Could you copy every line of the data that contains "query"?

*** Opening of Exercise material ***

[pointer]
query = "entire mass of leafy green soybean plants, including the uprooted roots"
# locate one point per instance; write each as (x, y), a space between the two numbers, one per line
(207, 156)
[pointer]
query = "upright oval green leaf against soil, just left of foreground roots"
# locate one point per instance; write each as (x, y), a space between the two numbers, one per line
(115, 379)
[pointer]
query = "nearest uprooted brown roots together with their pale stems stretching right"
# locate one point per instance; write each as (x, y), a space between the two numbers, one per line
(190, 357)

*** Close of Exercise material ***
*** Opening of Exercise material ***

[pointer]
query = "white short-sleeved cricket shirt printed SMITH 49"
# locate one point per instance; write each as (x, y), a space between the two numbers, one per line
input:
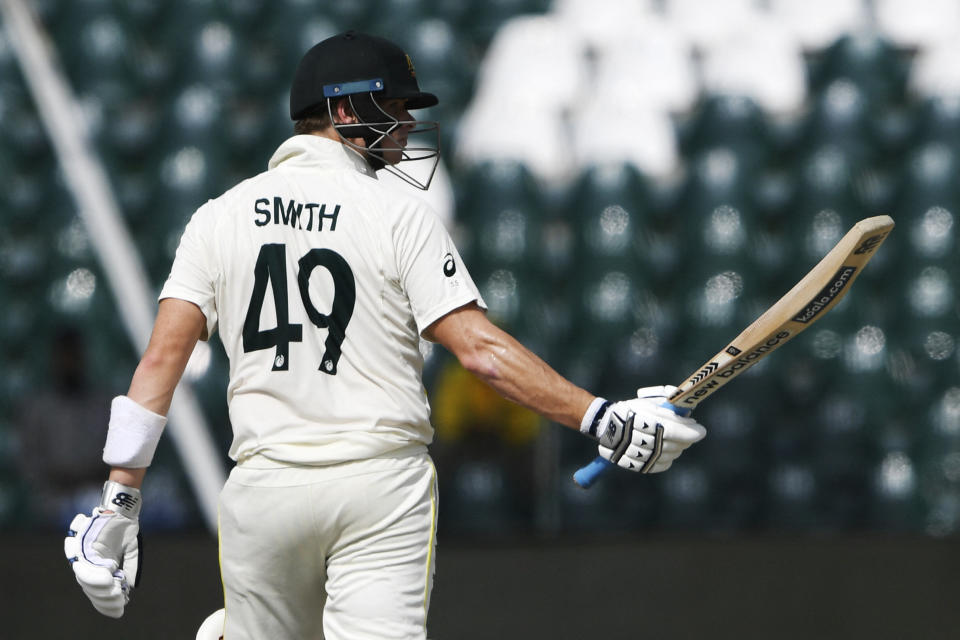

*** Close of Exercise material ***

* _Output for this exercise_
query = "entire mass of leafy green soybean plants, including the uprooted roots"
query = "upright oval green leaf against soil, just left of foreground roots"
query = "nearest uprooted brown roots together with their pale stems stretching right"
query = "white short-sleeved cricket shirt printed SMITH 49"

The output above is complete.